╭─ RECORDED INFORMATION
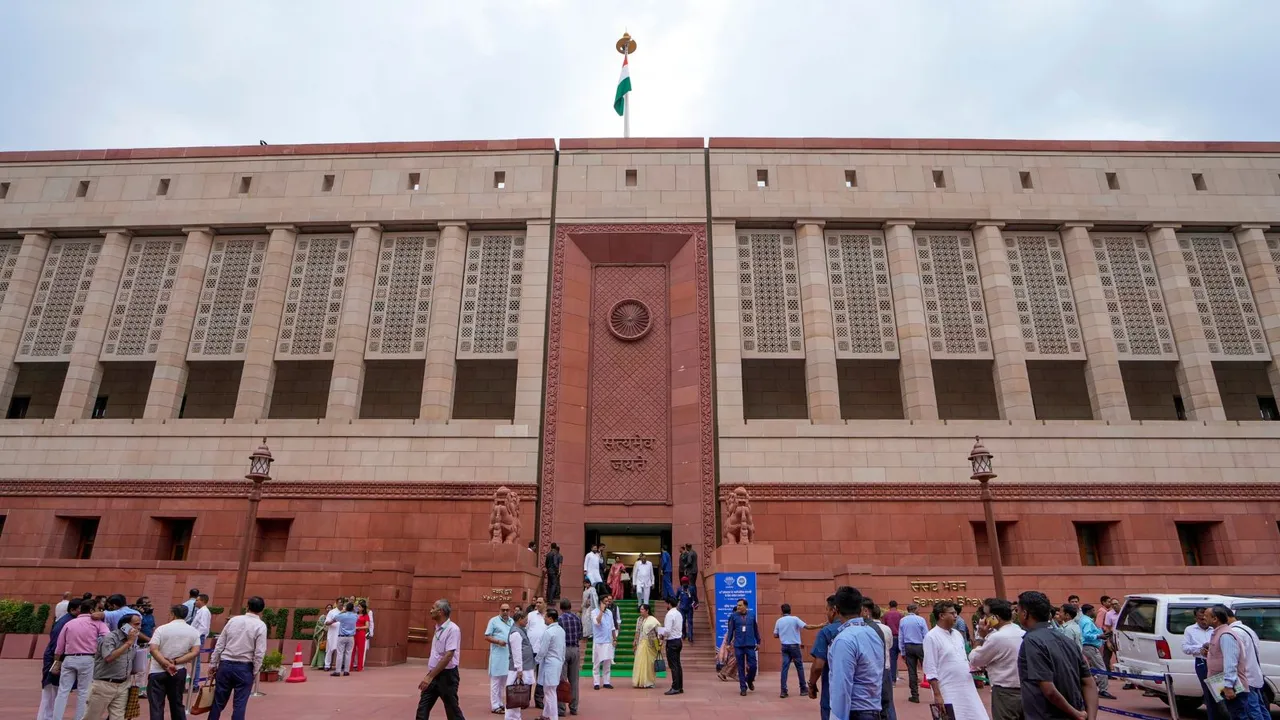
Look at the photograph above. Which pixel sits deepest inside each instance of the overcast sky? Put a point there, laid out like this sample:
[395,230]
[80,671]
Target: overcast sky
[129,73]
╰─
**WHAT YOU NEED TO DO**
Once the pictures are dropped, repeat the data above exactly.

**WORKED SOLUTION**
Look at the photograph above. Which pixel sits deepest inside each instance of the overcast sky? Put a point there, laid out like this sample:
[395,230]
[80,671]
Target: overcast sky
[129,73]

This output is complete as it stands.